Segment Start: Entries provided

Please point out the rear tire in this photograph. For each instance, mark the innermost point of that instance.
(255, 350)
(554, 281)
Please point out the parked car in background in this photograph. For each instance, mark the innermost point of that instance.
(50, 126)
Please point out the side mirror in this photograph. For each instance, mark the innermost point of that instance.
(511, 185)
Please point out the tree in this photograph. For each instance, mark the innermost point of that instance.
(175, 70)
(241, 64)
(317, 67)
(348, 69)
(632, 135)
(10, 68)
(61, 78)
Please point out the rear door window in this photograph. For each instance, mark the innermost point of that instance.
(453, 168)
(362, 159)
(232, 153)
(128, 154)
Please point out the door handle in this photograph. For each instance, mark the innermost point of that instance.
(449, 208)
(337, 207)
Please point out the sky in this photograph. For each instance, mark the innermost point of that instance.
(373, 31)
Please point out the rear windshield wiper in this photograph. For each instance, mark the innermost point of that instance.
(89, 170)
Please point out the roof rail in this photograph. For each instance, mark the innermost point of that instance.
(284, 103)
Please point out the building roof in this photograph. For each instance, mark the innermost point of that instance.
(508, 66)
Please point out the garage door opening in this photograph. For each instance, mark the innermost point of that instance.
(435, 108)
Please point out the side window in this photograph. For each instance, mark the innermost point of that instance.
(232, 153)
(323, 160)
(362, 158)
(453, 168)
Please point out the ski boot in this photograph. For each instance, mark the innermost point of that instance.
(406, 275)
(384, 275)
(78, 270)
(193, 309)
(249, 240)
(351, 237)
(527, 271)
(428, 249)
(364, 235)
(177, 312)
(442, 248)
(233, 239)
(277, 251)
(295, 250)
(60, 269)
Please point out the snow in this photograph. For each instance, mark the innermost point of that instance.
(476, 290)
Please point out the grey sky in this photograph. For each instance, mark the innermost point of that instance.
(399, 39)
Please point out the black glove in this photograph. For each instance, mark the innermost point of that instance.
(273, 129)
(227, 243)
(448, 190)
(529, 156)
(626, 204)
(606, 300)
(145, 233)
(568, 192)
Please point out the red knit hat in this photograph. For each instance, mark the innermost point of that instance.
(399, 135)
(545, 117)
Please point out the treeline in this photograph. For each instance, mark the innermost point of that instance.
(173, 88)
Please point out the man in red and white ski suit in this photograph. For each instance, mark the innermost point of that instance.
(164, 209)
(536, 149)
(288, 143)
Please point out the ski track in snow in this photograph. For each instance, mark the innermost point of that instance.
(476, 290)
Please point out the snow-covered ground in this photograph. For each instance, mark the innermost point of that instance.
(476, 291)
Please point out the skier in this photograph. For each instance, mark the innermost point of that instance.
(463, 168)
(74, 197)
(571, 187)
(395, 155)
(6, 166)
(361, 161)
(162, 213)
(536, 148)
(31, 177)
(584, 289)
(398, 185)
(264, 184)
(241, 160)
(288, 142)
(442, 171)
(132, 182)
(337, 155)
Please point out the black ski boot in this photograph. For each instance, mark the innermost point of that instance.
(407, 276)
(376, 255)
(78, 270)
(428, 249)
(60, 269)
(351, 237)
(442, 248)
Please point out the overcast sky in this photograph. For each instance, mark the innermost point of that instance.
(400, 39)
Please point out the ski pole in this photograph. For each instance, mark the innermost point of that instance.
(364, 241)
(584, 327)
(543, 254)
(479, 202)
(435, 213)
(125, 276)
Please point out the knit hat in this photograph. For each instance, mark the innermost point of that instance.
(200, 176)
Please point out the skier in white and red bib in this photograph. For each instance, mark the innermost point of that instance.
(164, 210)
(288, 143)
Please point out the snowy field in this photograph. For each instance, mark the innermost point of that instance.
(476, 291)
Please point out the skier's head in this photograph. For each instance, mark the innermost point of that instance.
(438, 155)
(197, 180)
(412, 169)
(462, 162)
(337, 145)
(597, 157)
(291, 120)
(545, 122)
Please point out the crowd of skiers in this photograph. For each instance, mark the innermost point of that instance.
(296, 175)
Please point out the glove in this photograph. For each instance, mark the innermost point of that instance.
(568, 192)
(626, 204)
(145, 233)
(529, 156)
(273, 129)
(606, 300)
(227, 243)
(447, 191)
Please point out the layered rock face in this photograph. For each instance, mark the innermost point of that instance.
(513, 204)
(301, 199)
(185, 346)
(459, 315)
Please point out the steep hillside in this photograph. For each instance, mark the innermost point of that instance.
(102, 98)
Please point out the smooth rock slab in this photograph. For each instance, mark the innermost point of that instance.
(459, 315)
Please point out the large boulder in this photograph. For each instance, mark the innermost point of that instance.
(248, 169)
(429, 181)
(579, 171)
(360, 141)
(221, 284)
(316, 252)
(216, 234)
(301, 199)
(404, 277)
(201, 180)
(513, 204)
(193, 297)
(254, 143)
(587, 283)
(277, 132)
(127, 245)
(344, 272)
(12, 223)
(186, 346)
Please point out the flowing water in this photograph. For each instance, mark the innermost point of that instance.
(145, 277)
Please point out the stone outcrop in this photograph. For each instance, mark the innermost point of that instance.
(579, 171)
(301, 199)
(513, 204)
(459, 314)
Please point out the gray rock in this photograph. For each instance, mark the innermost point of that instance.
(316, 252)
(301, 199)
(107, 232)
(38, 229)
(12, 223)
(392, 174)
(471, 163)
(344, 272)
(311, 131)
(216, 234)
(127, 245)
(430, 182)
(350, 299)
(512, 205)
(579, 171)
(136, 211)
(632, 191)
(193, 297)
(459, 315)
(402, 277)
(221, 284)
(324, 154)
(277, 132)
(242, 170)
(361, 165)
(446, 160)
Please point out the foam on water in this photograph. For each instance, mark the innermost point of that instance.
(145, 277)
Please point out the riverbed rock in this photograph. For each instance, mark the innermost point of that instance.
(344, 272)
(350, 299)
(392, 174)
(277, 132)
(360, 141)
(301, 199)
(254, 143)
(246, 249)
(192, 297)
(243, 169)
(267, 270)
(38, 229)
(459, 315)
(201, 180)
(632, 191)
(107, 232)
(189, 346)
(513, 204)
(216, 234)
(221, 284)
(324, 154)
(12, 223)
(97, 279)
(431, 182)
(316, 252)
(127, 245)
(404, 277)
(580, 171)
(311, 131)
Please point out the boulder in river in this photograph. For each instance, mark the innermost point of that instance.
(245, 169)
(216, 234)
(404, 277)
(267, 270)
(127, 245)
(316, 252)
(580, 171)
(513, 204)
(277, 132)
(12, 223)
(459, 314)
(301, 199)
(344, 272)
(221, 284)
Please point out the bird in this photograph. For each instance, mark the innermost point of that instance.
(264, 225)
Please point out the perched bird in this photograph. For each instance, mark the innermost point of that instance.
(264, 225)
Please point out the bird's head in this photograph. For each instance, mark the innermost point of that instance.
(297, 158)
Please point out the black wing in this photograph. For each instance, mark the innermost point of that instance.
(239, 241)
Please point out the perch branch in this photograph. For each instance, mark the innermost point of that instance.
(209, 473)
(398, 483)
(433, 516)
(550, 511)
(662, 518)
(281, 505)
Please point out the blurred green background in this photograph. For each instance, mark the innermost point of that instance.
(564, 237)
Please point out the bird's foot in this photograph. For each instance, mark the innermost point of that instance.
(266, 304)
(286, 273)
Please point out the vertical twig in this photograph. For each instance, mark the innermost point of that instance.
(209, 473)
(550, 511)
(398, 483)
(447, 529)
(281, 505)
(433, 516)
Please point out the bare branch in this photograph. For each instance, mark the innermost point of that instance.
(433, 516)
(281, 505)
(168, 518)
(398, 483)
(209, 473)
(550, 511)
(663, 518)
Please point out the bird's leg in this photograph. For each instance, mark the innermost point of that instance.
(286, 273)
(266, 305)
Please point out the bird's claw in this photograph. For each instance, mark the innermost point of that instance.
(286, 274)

Segment End: Entries provided

→ **Exercise objective**: Every line in the records has to be written out again exactly.

→ **Solution for this task**:
Please point out the rear tire in this photograph. For each instance, mark the innermost point of that instance.
(255, 350)
(554, 281)
Please point out the parked car in background in this photograph. For each instance, mark the innermost point of that instance.
(50, 126)
Please point out the side mirror in this photograph. For each instance, mark the innermost point of that instance.
(511, 185)
Please point out the tree in this photograph. For each instance, mark the innermost point of that instance.
(175, 70)
(241, 64)
(317, 67)
(348, 69)
(632, 135)
(10, 68)
(61, 78)
Please point out the rear door window in this photograph. For each instance, mark the innermost point of that instance.
(453, 168)
(362, 159)
(232, 153)
(128, 154)
Please point out the door handle in this photograph. For each instance, mark the innermost point of that instance.
(449, 208)
(337, 207)
Please point out the sky in this photograph. For each instance, mark the innermost point of that instance.
(373, 31)
Please point out the rear windshield wiper in this photograph. For each instance, mark the innermost point of that instance.
(89, 170)
Please point out the roof rail in this photograph. For each instance, mark the innermost point of that instance.
(284, 103)
Please point out the building roof in this photograph. For each instance, mark the innermost point of that instance.
(508, 66)
Please point out the garage door opening in this photograph. For each instance, mark the innermost point of that instance.
(435, 108)
Please point out the side window in this photograph. For each instance, mark the innermost point of that instance.
(232, 153)
(323, 160)
(362, 158)
(453, 168)
Please point out the ski boot in this photograph. For each instance, mark the innermost point of that instance.
(406, 275)
(384, 275)
(78, 270)
(193, 309)
(249, 240)
(351, 237)
(527, 271)
(428, 249)
(364, 235)
(177, 312)
(442, 248)
(233, 239)
(277, 251)
(295, 250)
(60, 269)
Please point out the snow in this photograph. For each instance, mark the innermost point of that instance.
(476, 290)
Please point out the grey sky in this photograph. For each instance, mark the innermost point of that instance.
(399, 39)
Please point out the black glove in this photograph. For each instance, mark the innermost point of that instance.
(273, 129)
(227, 243)
(448, 190)
(529, 156)
(626, 204)
(606, 300)
(145, 233)
(568, 192)
Please point out the red knit hat in this photograph. For each instance, mark the innermost point of that instance.
(399, 135)
(545, 117)
Please point out the treeline in this photograph. For each instance, mark the innermost point of that instance.
(173, 88)
Please point out the man in red and white ski suit in this photograph. For each instance, mark the innermost point of that instance.
(164, 209)
(536, 149)
(288, 143)
Please point out the ski track in snow in this photograph. For each instance, mark the innermost point of that instance.
(476, 290)
Please point out the snow-covered ground in this photograph. For each instance, mark the innermost point of that instance.
(476, 291)
Please point out the skier in this photograph. For each instance, mark the innermost point of that instance.
(463, 168)
(74, 197)
(571, 187)
(395, 155)
(6, 166)
(361, 161)
(162, 213)
(536, 148)
(31, 177)
(584, 289)
(398, 185)
(264, 184)
(241, 160)
(288, 142)
(442, 171)
(132, 182)
(337, 155)
Please point out the black ski boot in this photograph. For each instance, mark the innermost point of that instance.
(407, 276)
(376, 255)
(78, 270)
(428, 249)
(60, 269)
(351, 237)
(442, 248)
Please point out the overcast sky in this photograph. For each instance, mark the innermost point of that instance.
(400, 39)
Please point out the ski pole in this photograph. For each instance, mark the innermost point of that instance.
(364, 241)
(584, 327)
(543, 254)
(479, 202)
(435, 213)
(125, 276)
Please point out the knit hat in this photograph. For each instance, mark the innermost point of that instance.
(200, 176)
Please point out the skier in white and red bib in this photograph. For each instance, mark the innermost point of that instance.
(164, 210)
(288, 143)
Please point out the snowy field in this photograph. For each instance, mark the innermost point of that instance.
(476, 291)
Please point out the skier's head in this photograph. For each instance, mark the innermost point of that instance.
(438, 155)
(197, 180)
(412, 169)
(462, 162)
(337, 145)
(597, 157)
(291, 120)
(545, 122)
Please point out the crowd of skiers in this photograph. For each instance, mark the innermost point of that instance.
(296, 175)
Please point out the glove in this photograph. For each instance, mark the innermost point of that instance.
(568, 192)
(626, 204)
(145, 233)
(529, 156)
(273, 129)
(606, 300)
(227, 243)
(447, 191)
Please point out the layered rock face in this photograph. For each instance, mark the innermost point of that instance.
(513, 204)
(301, 199)
(185, 346)
(459, 315)
Please point out the steep hillside in this photograph. For each instance, mark the innermost point of that instance.
(102, 98)
Please point out the smooth rock slab in this photograph. For each instance, mark the innermost point of that instance.
(459, 315)
Please point out the large boulder in this photograph. For each instance, mark the innermost point of that instance.
(248, 169)
(429, 181)
(579, 171)
(360, 141)
(221, 284)
(316, 252)
(216, 234)
(301, 199)
(404, 277)
(201, 180)
(513, 204)
(193, 297)
(254, 143)
(587, 283)
(277, 132)
(127, 245)
(344, 272)
(12, 223)
(186, 346)
Please point out the flowing water in this photograph. For each instance, mark the innermost point of that instance.
(145, 277)
Please point out the stone outcrop in this photograph. For each instance, mark the innermost point of that instance.
(579, 171)
(301, 199)
(513, 204)
(459, 314)
Please point out the gray rock in this photograph. For each instance, mark the innermost point of that instance.
(316, 252)
(301, 199)
(107, 232)
(38, 229)
(12, 223)
(392, 174)
(471, 163)
(344, 272)
(311, 131)
(216, 234)
(127, 245)
(430, 182)
(350, 299)
(512, 205)
(579, 171)
(136, 211)
(632, 191)
(193, 297)
(459, 315)
(402, 277)
(221, 284)
(324, 154)
(277, 132)
(242, 170)
(361, 165)
(446, 160)
Please point out the foam on water in this photograph. For each instance, mark the innermost point of that instance.
(145, 277)
Please point out the riverbed rock in this photograph. For each instance, mark the innermost point of that instance.
(344, 272)
(350, 299)
(392, 174)
(277, 132)
(360, 141)
(301, 199)
(254, 143)
(246, 249)
(192, 297)
(243, 169)
(267, 270)
(38, 229)
(459, 315)
(201, 180)
(632, 191)
(107, 232)
(189, 346)
(513, 204)
(216, 234)
(221, 284)
(324, 154)
(12, 223)
(97, 279)
(431, 182)
(316, 252)
(127, 245)
(404, 277)
(580, 171)
(311, 131)
Please point out the boulder in river in this photograph. For each instance, mark the innermost point of that instance.
(245, 169)
(216, 234)
(404, 277)
(267, 270)
(127, 245)
(316, 252)
(580, 171)
(513, 204)
(277, 132)
(12, 223)
(459, 314)
(301, 199)
(344, 272)
(221, 284)
Please point out the bird in this photograph. For each instance, mark the innermost point of that instance.
(264, 225)
Please point out the perched bird in this photograph. For each instance, mark the innermost point of that instance.
(264, 225)
Please point out the bird's head in this photograph. For each instance, mark the innermost point of that instance.
(297, 158)
Please point out the black wing in this photograph. For each instance, mark the innermost point of that instance.
(239, 241)
Please point out the perch branch in this photograph. For each instance, mark the innermost point of that instance.
(209, 473)
(398, 483)
(433, 516)
(550, 511)
(662, 518)
(281, 505)
Please point out the blurred green background in this photograph. For each instance, mark the innermost point of that instance.
(564, 237)
Please point out the bird's foot in this photograph. For each instance, mark the innermost point of that instance.
(266, 304)
(286, 273)
Please point out the vertical twig in this photograph. For each instance, mark the innermost point of that instance.
(209, 473)
(550, 511)
(398, 483)
(447, 529)
(281, 505)
(433, 516)
Please point out the bare branch in this photograph. For each instance, mark the innermost point of that instance.
(433, 516)
(281, 505)
(168, 518)
(398, 483)
(209, 473)
(550, 511)
(663, 518)
Please point out the bird's leg in this photograph. For each instance, mark the innermost point of that instance.
(286, 273)
(266, 305)
Please point out the bird's claw in this photograph. For each instance, mark the innermost point of that instance.
(286, 274)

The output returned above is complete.